STATED EXERCISE » Which of the lines below contain the word "weathered"? Return every such line in full; case counts.

PROVIDED ENTRIES »
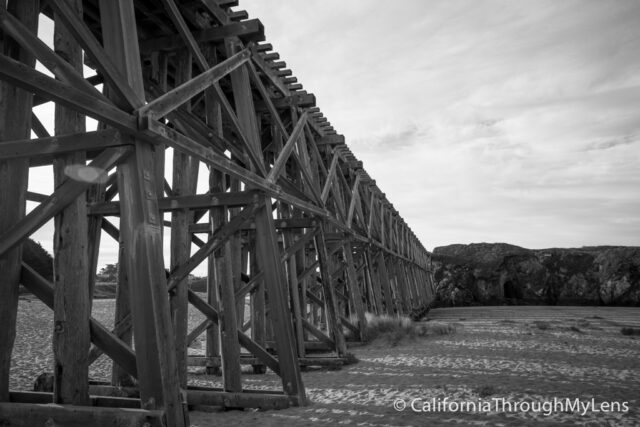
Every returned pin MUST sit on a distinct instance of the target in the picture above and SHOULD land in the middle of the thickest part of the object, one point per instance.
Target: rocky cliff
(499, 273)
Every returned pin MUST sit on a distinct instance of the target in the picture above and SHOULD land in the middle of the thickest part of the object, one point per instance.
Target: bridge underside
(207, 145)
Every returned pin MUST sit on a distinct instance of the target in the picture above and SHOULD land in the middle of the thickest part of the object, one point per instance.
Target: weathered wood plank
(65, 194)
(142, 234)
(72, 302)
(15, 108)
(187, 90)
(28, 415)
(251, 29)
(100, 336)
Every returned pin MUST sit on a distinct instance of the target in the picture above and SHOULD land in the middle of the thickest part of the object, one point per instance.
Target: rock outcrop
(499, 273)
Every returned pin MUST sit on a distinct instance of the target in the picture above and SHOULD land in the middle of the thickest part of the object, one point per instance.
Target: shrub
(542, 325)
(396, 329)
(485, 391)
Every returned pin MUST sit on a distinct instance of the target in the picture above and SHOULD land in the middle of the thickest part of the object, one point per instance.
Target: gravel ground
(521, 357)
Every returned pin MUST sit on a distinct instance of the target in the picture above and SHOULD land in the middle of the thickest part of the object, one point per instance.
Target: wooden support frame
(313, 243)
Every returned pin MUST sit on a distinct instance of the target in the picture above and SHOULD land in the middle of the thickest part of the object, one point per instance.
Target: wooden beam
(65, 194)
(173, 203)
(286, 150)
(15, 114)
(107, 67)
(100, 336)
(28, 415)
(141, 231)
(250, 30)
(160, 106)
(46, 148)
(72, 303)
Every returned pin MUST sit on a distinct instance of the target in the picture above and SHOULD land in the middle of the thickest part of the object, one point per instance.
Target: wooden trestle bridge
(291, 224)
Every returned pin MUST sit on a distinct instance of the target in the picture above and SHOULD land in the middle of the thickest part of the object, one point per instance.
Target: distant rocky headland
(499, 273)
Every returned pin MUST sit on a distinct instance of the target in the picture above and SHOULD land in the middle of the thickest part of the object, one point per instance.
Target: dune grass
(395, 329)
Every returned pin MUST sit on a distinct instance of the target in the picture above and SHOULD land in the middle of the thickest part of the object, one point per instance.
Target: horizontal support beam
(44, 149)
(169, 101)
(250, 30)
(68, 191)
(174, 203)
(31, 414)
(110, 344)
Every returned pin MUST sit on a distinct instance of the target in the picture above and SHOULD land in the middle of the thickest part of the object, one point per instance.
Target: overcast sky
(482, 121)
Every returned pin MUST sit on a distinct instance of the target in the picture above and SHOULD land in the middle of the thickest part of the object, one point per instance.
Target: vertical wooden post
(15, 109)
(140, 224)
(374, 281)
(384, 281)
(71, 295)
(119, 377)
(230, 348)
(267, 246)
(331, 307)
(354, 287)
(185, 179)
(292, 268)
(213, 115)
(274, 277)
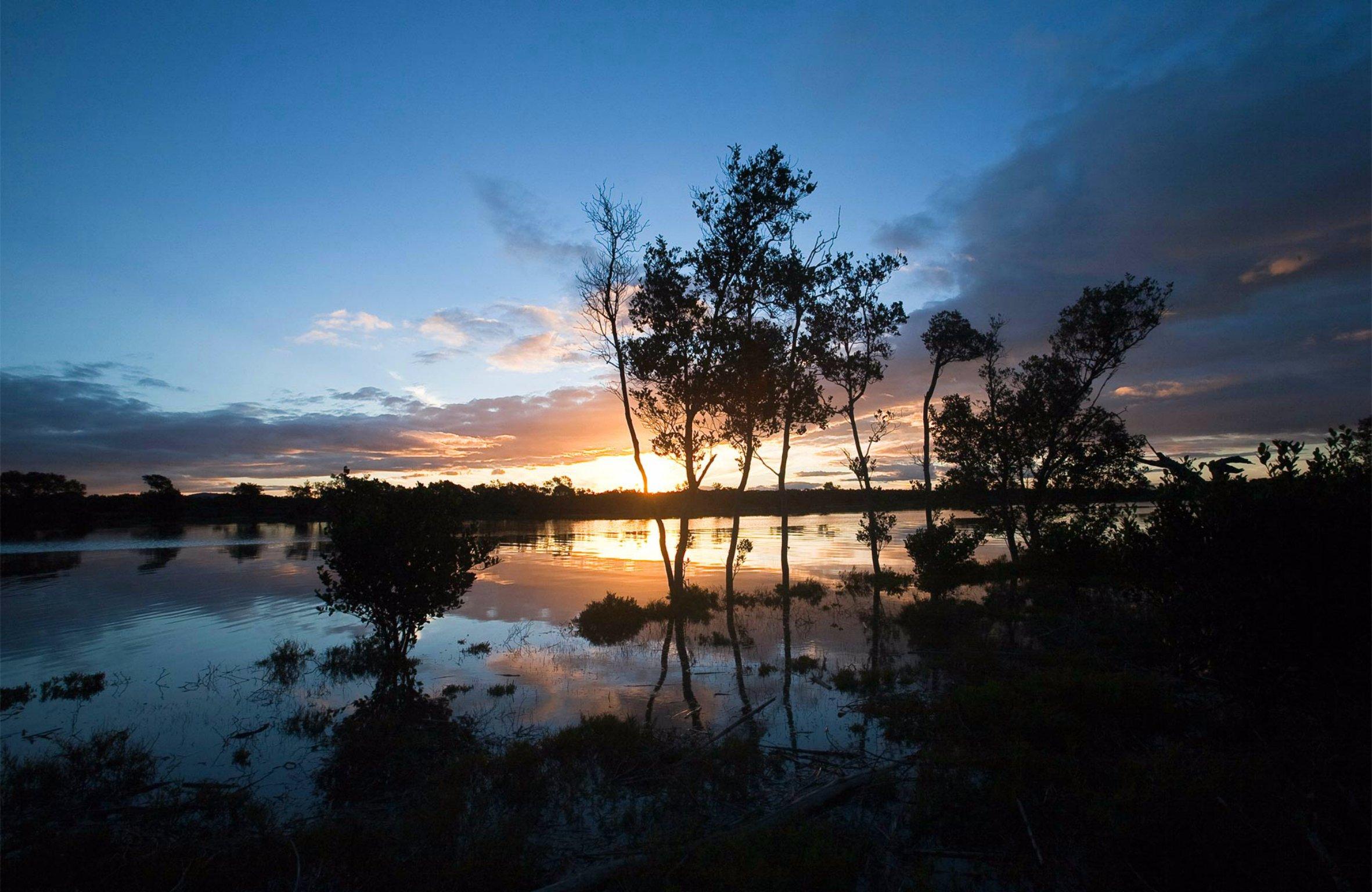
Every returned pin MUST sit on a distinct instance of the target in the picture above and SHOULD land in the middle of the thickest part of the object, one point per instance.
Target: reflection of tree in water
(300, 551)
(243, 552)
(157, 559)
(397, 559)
* * *
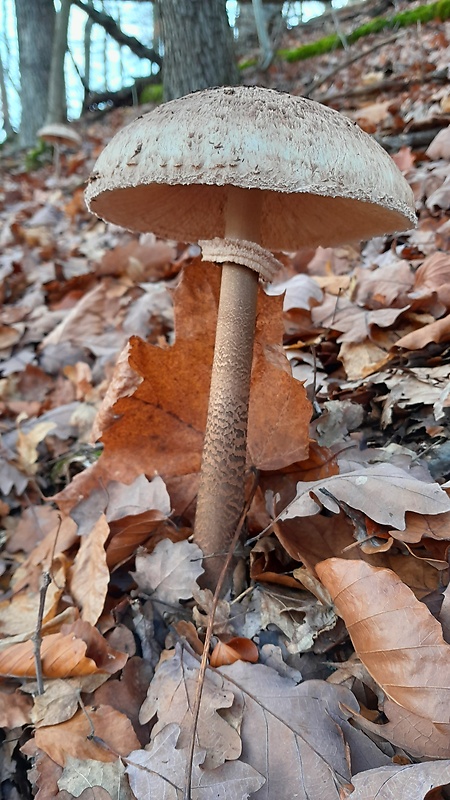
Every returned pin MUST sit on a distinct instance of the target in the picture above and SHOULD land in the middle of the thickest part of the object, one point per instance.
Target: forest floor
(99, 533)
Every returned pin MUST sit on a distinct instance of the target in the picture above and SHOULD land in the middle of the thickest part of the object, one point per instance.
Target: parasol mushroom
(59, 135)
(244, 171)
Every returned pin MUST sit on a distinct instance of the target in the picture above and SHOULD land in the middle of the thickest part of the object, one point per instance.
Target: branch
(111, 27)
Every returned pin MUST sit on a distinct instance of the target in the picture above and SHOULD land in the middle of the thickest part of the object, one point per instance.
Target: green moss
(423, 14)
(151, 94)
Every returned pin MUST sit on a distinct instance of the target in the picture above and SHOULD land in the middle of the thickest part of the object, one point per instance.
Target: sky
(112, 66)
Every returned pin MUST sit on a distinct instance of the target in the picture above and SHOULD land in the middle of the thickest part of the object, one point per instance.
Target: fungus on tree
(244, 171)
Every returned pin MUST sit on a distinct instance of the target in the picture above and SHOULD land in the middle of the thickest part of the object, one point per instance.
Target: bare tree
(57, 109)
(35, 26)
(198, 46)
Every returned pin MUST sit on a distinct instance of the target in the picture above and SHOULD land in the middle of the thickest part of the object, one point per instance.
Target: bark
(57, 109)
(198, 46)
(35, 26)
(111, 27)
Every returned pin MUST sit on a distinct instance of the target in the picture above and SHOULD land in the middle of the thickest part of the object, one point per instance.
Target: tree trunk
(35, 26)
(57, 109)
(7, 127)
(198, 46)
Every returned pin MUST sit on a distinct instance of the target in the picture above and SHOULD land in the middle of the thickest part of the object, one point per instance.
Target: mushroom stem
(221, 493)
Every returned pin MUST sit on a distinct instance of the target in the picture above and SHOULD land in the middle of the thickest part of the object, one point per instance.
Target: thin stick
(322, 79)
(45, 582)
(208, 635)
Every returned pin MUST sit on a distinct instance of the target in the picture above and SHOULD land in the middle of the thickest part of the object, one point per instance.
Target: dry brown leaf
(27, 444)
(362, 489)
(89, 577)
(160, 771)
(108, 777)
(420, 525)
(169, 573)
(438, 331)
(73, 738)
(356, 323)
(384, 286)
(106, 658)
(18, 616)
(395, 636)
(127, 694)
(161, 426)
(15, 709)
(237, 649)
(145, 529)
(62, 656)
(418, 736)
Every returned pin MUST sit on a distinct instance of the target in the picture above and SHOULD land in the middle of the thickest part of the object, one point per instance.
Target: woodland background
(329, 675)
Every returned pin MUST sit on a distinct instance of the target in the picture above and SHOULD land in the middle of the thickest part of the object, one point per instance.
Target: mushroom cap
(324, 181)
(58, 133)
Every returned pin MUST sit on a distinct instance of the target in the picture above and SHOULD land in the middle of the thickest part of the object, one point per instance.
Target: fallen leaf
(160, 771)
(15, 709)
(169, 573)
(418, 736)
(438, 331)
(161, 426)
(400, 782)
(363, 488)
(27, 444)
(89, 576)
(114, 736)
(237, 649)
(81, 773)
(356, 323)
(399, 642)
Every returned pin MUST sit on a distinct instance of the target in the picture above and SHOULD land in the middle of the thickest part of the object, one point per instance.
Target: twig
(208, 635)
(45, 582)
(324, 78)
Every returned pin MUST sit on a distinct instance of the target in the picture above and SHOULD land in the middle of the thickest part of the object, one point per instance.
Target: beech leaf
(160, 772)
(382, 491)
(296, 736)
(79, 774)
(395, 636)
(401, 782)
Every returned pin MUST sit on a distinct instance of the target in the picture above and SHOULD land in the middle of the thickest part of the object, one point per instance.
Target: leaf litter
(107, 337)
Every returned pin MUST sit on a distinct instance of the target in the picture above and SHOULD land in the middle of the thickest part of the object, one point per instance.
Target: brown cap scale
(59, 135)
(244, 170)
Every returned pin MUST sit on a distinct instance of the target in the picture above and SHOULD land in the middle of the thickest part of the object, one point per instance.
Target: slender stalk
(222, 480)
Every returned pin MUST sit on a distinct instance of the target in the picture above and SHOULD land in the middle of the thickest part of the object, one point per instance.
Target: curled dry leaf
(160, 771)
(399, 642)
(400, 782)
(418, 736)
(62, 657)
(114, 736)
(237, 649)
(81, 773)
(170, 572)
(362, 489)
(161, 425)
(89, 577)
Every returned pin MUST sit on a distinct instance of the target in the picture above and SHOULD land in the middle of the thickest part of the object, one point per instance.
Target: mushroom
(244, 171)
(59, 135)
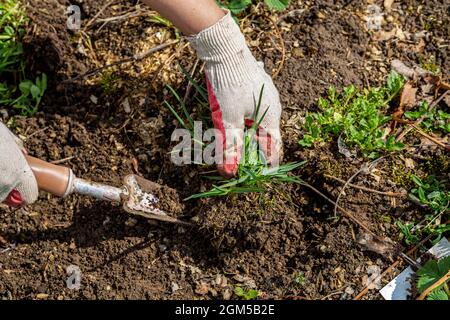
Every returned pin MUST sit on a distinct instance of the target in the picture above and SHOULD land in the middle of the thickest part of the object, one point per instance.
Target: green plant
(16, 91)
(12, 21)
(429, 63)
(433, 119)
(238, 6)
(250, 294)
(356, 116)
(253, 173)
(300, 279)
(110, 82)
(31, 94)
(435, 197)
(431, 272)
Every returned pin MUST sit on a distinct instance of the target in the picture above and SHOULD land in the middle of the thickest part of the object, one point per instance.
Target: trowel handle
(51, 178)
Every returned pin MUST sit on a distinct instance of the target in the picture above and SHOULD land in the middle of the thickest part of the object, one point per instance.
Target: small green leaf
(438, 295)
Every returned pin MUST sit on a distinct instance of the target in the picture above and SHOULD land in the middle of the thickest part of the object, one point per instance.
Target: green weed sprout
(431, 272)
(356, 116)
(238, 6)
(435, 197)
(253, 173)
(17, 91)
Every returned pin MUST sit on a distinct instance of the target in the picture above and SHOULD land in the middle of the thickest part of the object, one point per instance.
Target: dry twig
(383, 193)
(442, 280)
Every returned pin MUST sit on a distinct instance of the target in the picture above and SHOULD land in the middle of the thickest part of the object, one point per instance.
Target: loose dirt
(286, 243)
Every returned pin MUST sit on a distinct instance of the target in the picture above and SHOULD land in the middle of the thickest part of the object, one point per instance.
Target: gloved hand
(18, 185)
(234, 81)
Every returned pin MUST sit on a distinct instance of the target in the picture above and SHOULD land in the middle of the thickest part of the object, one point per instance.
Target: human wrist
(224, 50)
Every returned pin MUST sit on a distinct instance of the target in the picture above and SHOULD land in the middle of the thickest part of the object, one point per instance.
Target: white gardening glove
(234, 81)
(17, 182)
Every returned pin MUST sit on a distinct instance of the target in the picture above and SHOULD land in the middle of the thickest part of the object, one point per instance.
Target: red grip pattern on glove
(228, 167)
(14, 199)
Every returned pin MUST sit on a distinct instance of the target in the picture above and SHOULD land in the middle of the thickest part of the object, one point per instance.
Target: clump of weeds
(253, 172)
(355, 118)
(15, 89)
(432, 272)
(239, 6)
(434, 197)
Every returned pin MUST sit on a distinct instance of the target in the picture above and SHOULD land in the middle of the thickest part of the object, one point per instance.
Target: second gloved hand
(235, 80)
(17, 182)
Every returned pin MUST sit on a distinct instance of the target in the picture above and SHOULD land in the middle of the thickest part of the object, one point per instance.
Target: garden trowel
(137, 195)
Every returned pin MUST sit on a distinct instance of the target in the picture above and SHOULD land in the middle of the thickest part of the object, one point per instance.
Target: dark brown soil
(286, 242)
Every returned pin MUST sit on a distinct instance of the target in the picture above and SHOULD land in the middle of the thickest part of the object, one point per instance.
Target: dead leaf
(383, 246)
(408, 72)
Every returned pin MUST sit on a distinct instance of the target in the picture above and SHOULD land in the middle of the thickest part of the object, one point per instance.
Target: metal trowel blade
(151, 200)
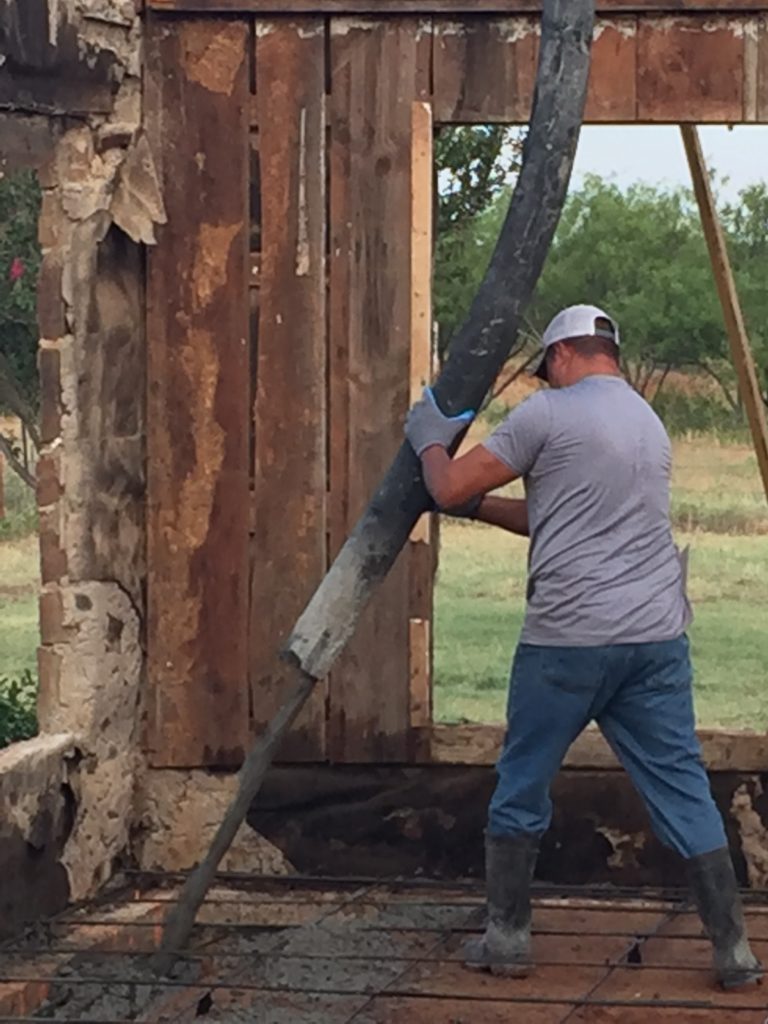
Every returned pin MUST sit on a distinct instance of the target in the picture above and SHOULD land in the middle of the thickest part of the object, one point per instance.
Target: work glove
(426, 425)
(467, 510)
--
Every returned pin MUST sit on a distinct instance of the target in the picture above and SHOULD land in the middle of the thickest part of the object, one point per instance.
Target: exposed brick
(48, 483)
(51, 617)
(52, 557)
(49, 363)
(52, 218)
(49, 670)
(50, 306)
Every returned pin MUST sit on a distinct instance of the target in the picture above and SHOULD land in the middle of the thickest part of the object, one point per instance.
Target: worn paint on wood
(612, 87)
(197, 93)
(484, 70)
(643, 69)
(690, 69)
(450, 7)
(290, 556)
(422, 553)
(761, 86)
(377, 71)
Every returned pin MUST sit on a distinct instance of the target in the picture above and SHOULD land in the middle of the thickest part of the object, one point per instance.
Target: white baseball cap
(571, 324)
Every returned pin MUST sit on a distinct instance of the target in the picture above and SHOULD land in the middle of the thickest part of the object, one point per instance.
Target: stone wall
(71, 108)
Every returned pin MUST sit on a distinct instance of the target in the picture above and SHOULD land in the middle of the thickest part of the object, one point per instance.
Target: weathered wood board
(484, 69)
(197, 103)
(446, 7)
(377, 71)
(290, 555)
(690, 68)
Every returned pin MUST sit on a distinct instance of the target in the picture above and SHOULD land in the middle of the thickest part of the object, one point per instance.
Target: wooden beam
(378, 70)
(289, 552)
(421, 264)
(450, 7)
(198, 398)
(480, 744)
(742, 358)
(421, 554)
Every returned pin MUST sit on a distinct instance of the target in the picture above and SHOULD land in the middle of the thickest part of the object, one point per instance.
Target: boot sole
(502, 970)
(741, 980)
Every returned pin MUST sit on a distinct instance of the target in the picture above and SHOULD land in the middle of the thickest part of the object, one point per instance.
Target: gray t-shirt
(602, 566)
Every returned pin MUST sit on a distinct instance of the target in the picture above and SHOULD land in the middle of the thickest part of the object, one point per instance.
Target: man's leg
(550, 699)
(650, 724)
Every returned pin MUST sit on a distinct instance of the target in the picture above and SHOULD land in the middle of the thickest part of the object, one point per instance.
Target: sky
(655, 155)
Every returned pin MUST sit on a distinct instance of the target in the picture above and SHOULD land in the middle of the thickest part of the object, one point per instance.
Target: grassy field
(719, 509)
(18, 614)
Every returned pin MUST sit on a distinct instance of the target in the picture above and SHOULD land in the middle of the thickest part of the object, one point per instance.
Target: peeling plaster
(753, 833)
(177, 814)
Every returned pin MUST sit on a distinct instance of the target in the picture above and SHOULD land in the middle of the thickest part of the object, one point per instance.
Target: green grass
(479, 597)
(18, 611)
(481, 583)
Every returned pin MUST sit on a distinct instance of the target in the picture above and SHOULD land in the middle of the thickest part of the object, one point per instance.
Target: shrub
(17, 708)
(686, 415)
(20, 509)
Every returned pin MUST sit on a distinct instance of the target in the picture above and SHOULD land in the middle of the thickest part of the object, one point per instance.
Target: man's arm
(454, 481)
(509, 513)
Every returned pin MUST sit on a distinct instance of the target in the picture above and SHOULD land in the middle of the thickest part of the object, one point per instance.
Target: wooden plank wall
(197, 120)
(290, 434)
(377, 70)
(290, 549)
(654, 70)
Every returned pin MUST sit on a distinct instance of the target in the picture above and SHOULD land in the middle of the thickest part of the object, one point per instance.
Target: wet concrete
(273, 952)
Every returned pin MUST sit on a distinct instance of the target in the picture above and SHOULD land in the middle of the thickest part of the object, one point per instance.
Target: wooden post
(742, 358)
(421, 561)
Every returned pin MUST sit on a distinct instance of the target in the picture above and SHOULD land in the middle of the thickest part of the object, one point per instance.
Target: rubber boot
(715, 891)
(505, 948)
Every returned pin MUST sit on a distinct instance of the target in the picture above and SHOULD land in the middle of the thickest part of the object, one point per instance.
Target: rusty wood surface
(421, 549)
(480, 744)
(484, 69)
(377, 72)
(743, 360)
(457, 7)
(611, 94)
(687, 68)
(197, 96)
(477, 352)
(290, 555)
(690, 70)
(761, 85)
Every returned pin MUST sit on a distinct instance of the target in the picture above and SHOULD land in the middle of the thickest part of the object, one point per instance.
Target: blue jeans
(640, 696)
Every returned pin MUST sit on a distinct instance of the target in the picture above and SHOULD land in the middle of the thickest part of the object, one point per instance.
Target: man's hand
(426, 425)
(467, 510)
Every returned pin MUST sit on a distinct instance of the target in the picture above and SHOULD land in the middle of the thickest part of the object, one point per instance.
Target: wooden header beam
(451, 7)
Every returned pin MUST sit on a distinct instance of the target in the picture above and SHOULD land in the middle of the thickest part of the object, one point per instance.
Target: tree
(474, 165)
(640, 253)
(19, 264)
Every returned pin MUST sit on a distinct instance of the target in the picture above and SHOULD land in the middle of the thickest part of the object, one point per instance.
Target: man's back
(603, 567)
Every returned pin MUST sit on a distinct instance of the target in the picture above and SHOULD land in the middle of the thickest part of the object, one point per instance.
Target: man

THE REPLY »
Target: weathered wood plank
Target: weathered wood board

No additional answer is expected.